- _PROBLEMS TO WORK ON_
1. Answer these questions about the blog interview with Tara Whitney:
(a) Since when has the blog's writer been part of a Mastermind group?
(b) What is the title of Tara Whitney's first book?
(c) In what month and year did Tara Whitney launch her podcast?
2. Retype the part of the blog interview with Tara Whitney that starts at "Tara also invited" and ends at "makes her happy.".
3. Continue the blog interview with Tara Whitney from the point where the text stops.
--- START SELECTED EXTRACT ---
Since the beginning of 2021, I’ve been blessed to be part of a Mastermind group of authentic entrepreneurs and business owners. In this group, we meet business owners from different walks of life, each of them growing their digital presence in an organic and engaged manner.
As I interacted with each business owner, I was struck by the sheer wisdom and kindness that they bring into each of their offerings. And I was inspired to start an interview segment where I could bring the wisdom of these brilliant business owners to you all.
It is my absolute delight to kick off this series of interviews on my blog, which ties in closely with the theme of my podcast: Intentional and Creative Affluence.
Today’s guest is Tara Whitney, who is an author, speaker and coach that helps women let go of dieting and emotional eating so they can make peace with food. Her first book, Hungry: Trust Your Body and Free Your Mind around Food offers women a path to find freedom around food for themselves.
When I met Tara (virtually) for the first time, I was struck by her compassion as a business owner and her intuitive approach to eating and wellness. I knew then that I just had to have her on the blog. I finished reading her book and found myself nodding along to so many parts of her experience that this relationship became a natural development.
Tara also invited me to be on her podcast where we talked about how we are exactly where we need to be.
Let’s hear from Tara Whitney now, on her work, her business and her inspiration to pursue what makes her happy.
Question: What is the nature of your business and how long have you had your business?
I’m a coach, author and speaker. 2021 is my third year in business full-time. I published my book Hungry: Trust Your Body and Free Your Mind around Food in July of 2019 and I launched my podcast Hungry: Trust Your Body. Free Your Mind. in February of 2020. I spend most of my time offering group coaching, one on one coaching, and courses around intuitive eating, body image and emotional eating.
What is it about this work that drew you to it in the first place? Was it a personal calling or a professional leaning? How do you find the support necessary to stay in a space of comfortable creativity?
--- END SELECTED EXTRACT ---
--- START RECORDS PROVIDED ---
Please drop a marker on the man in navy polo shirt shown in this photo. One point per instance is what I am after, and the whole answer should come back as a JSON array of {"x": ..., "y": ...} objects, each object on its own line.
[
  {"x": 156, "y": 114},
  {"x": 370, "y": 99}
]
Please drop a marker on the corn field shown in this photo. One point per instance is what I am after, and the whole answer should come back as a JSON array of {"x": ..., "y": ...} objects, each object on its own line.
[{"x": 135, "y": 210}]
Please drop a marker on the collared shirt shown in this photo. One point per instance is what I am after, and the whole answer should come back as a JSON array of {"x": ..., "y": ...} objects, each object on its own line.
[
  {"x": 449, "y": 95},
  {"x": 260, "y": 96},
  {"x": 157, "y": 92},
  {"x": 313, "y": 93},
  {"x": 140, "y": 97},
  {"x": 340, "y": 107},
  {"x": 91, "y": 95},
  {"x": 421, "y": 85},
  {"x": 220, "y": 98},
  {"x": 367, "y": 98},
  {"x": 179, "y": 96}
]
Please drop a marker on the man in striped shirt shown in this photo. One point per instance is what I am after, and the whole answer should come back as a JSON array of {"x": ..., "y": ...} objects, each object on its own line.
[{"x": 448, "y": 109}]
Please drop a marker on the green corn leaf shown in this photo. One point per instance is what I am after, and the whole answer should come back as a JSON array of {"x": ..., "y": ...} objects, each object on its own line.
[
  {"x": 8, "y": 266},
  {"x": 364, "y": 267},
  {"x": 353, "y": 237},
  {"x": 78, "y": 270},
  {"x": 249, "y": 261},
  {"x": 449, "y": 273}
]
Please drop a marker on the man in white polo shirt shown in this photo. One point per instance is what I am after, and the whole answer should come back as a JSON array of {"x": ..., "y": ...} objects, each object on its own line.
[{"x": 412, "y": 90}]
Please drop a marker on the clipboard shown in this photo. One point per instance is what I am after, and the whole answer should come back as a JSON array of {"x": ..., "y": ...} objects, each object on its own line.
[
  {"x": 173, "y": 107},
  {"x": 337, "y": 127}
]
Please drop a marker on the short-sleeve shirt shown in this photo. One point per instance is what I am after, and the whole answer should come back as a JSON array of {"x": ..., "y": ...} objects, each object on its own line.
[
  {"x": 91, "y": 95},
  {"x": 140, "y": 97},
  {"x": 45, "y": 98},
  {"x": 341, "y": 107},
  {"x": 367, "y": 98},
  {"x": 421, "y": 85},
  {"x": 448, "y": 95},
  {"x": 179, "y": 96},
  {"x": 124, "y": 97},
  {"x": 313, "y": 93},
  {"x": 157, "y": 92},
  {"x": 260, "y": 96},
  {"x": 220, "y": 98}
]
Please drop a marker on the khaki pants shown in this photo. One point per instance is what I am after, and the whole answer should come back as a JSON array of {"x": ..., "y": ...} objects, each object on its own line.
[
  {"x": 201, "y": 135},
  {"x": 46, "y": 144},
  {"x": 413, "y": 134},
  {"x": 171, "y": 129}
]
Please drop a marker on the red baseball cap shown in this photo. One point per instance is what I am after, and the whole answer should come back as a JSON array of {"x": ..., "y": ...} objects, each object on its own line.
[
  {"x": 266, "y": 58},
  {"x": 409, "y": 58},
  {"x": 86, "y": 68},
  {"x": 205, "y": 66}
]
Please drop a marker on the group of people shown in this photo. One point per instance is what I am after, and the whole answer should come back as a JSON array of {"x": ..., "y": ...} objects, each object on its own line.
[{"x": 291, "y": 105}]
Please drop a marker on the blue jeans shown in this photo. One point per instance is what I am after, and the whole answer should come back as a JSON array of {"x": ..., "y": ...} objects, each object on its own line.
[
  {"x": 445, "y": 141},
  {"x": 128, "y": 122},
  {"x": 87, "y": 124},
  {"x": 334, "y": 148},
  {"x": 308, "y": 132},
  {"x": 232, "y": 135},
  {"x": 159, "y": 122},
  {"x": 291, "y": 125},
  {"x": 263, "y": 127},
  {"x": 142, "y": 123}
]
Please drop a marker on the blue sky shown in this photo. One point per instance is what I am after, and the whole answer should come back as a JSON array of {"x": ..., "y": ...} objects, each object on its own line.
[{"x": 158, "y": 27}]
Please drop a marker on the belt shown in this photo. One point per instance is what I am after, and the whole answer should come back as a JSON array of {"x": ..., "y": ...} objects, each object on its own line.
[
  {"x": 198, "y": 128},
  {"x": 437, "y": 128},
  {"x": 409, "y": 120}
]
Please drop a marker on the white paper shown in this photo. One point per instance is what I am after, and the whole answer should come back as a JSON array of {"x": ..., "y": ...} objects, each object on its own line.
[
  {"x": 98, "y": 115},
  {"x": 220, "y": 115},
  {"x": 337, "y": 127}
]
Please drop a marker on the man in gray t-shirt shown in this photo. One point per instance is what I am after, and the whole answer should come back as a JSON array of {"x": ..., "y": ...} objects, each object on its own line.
--- END RECORDS PROVIDED ---
- _RESPONSE LIST_
1.
(a) Since the beginning of 2021.
(b) Hungry: Trust Your Body and Free Your Mind around Food.
(c) February of 2020.

2.
Tara also invited me to be on her podcast where we talked about how we are exactly where we need to be.
Let’s hear from Tara Whitney now, on her work, her business and her inspiration to pursue what makes her happy.

3.
I started eating emotionally and dieting when I was 12. I struggled with food and my body for decades by constantly dieting and trying to fix my body. I was constantly trying to find a solution that would work and trying to understand why I was overeating and emotionally eating. When I put a few critical pieces together, my relationship with food changed significantly and I started to heal.
I part of me wished I could be doing different work, but I realized that my struggles were for a reason and I wanted to guide people to freedom around food with more grace and ease.
I also love transformational coaching! There is something so powerful when we shift our perspective on a situation and new possibilities open up in front of our eyes.
Comfortable creativity for me has taken practice! I’m now using 750words.com pretty much every day and I’m loving what’s flowing for me. Writing helps me to process how I feel and allows me to find clarity in my day. I prefer to write in the morning and I generally set aside consistent time for content creation.
Question: What makes your work special? What does your audience relate to the most when it comes to you and your content?
The work I do is so personal. People can feel so shameful around food and body image and they often keep their stories to themselves. I love sharing so people don’t feel alone or like they are crazy or broken. This is so important to their own healing.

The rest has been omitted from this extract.